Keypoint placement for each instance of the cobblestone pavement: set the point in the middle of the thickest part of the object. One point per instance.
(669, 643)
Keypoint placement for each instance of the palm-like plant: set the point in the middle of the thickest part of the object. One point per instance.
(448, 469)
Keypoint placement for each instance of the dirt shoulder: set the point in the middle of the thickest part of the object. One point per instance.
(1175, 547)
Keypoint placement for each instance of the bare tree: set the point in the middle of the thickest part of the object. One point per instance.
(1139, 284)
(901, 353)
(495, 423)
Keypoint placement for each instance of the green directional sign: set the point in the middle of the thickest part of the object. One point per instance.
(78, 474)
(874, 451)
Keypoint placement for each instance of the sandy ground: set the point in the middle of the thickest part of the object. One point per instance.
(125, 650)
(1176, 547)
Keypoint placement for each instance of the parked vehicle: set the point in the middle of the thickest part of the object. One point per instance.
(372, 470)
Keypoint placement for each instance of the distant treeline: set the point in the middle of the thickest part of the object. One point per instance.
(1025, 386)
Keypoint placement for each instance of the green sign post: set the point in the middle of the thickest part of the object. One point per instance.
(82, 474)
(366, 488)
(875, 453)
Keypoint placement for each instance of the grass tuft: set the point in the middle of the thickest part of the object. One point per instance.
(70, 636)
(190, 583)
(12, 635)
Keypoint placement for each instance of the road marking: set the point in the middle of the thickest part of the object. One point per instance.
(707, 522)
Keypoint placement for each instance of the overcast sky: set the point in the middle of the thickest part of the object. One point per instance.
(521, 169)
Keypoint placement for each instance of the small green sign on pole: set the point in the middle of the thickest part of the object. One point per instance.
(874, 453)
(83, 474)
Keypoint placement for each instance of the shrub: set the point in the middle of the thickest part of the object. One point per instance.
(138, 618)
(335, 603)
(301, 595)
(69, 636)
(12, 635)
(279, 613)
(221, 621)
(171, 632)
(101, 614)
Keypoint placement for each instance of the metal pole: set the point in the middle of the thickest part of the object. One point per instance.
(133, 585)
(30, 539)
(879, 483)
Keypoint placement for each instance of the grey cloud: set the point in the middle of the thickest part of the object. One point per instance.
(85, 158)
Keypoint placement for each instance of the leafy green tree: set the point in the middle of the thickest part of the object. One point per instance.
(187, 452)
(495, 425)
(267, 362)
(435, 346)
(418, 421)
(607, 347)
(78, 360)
=-=-=
- Prompt
Output the data above exactly, please, line for line.

- Exercise solution
Keypoint placement for each instance of the cobblestone pavement: set the point in the middle of the thickest part of the object. One point per instance.
(669, 643)
Keypoint placement for each instance of the palm-like plant: set the point in the middle of the thickest part of the object. One point per instance.
(448, 469)
Keypoint placement for each instance of the dirt shoulder: set the point in the middle of the thickest part of the object. One point per instance.
(1175, 547)
Keypoint placement for each instance of the bare tree: set the point in the middle of the thickest part of the object. One point per instance.
(1139, 284)
(901, 353)
(495, 423)
Keypoint placement for each instance of the green directional sign: set the point in the middle of the thickest part of the object. One point per instance.
(78, 474)
(874, 451)
Keypoint placement for each instance of the sandy ground: set the point in the middle of the thickest part of the object. One point per instance.
(125, 650)
(1176, 547)
Keypoint placement for each instance of the parked vehicle: set the point in the middle of the thickest part of the object. One point per instance.
(372, 470)
Keypoint placement for each instance of the distant treeline: set the point in the middle of the thickest part of the object. One point per instance.
(1025, 386)
Keypoint placement for each instance of the green sign post: set the point in the middle of the thickest part of the object. One point per instance.
(82, 474)
(366, 488)
(875, 453)
Keypoint placement for each instance of the grass tuft: set the point in the middle of the thickest part of the object. One point per instance.
(70, 636)
(190, 583)
(12, 635)
Keypoint placement for each instance of the road marking: set the point in the middle of the thickest part of the object. One point per instance.
(707, 522)
Keypoint placement for each instance of the overcast sky: set the point in the middle of the thickest part of the object. One point per instance.
(521, 169)
Keypoint placement for each instance of the small green sign on pole: set the point in the middle of the thickest part of the object. One point per instance.
(874, 453)
(83, 474)
Keypoint placement for each instance of the shrub: set the point in the middle of the thickest part of the object. One point per instance.
(138, 618)
(335, 603)
(301, 595)
(69, 636)
(12, 635)
(279, 613)
(221, 621)
(171, 632)
(101, 614)
Keypoint placement for each instance of the metal pole: set the point in the middle of the thickest part of the object. One point per instance.
(133, 585)
(30, 539)
(879, 483)
Keypoint placement for each instance of the grey cloud: set the point in the middle of the thickest part of the object. One point per instance.
(85, 158)
Keypoint placement for each instance of the leafy green tree: set the point in the middle of the thickest part of the object. One point per instance.
(187, 452)
(495, 425)
(267, 362)
(435, 346)
(418, 421)
(607, 347)
(78, 360)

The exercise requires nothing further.